(Required work): All of the material must be duplicated exactly, line by line.

▽

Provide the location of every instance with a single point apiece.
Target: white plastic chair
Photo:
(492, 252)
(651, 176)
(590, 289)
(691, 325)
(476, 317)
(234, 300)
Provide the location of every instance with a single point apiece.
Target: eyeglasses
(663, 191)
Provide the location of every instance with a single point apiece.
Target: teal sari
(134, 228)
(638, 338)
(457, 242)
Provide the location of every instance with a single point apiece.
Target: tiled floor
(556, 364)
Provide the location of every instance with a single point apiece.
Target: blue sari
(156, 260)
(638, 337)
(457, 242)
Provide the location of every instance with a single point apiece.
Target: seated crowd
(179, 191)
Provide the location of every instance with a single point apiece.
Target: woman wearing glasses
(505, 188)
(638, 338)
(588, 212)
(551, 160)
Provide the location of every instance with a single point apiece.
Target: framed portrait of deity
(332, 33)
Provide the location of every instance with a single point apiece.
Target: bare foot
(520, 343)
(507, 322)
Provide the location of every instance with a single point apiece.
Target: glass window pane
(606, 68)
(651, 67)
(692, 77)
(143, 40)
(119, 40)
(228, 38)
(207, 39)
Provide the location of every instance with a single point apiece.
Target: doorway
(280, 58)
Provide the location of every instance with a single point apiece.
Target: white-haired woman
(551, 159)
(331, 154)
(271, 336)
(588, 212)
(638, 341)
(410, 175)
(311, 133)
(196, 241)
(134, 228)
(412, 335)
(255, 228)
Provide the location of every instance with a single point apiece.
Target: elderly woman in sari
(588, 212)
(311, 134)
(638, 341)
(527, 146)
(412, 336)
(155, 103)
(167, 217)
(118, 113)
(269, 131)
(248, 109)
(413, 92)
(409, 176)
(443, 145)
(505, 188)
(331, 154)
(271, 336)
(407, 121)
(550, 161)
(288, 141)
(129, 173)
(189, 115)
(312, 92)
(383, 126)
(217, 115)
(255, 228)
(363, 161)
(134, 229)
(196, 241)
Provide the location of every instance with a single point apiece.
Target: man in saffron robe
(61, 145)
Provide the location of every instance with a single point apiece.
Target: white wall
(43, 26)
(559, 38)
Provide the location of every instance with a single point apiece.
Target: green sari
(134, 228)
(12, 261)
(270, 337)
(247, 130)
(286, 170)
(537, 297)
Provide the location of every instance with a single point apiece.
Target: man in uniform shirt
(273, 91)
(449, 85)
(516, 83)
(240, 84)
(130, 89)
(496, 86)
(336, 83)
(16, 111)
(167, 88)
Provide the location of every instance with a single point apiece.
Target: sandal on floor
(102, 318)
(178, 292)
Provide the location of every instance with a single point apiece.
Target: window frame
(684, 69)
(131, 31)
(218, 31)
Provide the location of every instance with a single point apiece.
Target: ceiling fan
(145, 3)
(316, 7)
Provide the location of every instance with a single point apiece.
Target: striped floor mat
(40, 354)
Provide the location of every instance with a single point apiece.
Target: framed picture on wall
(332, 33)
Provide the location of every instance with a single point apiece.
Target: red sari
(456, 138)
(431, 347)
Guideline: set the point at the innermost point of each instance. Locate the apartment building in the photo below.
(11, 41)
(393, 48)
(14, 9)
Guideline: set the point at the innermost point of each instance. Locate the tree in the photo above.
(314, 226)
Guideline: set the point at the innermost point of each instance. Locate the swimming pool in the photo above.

△

(Completed task):
Provide the location of every instance with a single point apiece.
Target: white plastic chair
Photo:
(492, 252)
(651, 176)
(590, 289)
(691, 325)
(476, 317)
(234, 300)
Provide the location of every instance with a single point apiece.
Target: eyeglasses
(663, 191)
Provide the location of every instance with a single point apiece.
Target: teal sari
(134, 228)
(638, 338)
(457, 242)
Provide the location of every instance with a single point apiece.
Target: tiled floor
(556, 364)
Provide the location of every instance with a single point apiece.
Target: blue sari
(156, 260)
(638, 337)
(457, 242)
Provide the location of every instance with a single point apiece.
Target: seated crowd
(179, 191)
Provide the location of every instance with a single point apiece.
Target: woman wearing glasses
(505, 188)
(638, 338)
(588, 212)
(551, 160)
Provide the location of every instance with a single point apiece.
Target: framed portrait of deity
(332, 33)
Provide the location of every instance with a single point apiece.
Target: bare foot
(520, 343)
(507, 322)
Provide the location of every instance with a single point apiece.
Target: glass window pane
(606, 68)
(651, 67)
(692, 77)
(143, 40)
(119, 40)
(228, 38)
(207, 39)
Provide the location of every instance with a single point apiece.
Target: doorway
(280, 58)
Provide the location of every instance with a single point apiece.
Target: white-haired woman
(551, 159)
(331, 154)
(271, 336)
(588, 212)
(638, 341)
(410, 175)
(311, 133)
(196, 241)
(134, 228)
(412, 335)
(255, 228)
Provide the location of every instance with a single point apiece.
Target: elderly woman in sari
(588, 212)
(311, 134)
(638, 341)
(527, 146)
(412, 336)
(155, 103)
(167, 217)
(118, 113)
(269, 131)
(248, 109)
(413, 92)
(409, 176)
(443, 145)
(505, 188)
(331, 154)
(271, 336)
(407, 121)
(550, 161)
(288, 141)
(129, 173)
(189, 115)
(312, 92)
(383, 126)
(217, 115)
(255, 228)
(363, 161)
(134, 229)
(196, 241)
Provide the location of every instance with a single point apiece.
Target: man in saffron robe
(61, 145)
Provide the location of every instance with a single point apiece.
Target: white wall
(43, 26)
(559, 38)
Provide the location of every instance with a single point apiece.
Target: green sari
(134, 228)
(12, 261)
(270, 337)
(247, 130)
(286, 170)
(537, 297)
Provide the location of every instance with a single point apiece.
Target: man in uniform shirt
(273, 91)
(449, 85)
(516, 83)
(240, 84)
(130, 89)
(496, 86)
(336, 83)
(16, 111)
(167, 88)
Provide the location of every instance with a single point apiece.
Target: sandal on floor
(102, 318)
(178, 292)
Provide the location of every instance with a single point apiece.
Target: window frame
(684, 69)
(131, 31)
(218, 31)
Provide the location of every instance with a single point apiece.
Target: ceiling fan
(145, 3)
(316, 7)
Provide the location of every instance with a single point apiece.
Target: striped floor mat
(40, 354)
Provide the location of every instance with a single point apiece.
Target: framed picture on wall
(332, 33)
Provide the location of every instance with a single point apiece.
Target: red sari
(456, 138)
(431, 347)
Guideline: set the point at the innermost point of each instance. Locate the apartment building in the photo below.
(11, 41)
(393, 48)
(14, 9)
Guideline: set the point at the innermost point of each instance. Locate the tree in the photo above.
(314, 226)
Guideline: set the point at the innermost point of each instance. Locate the swimming pool in the photo above.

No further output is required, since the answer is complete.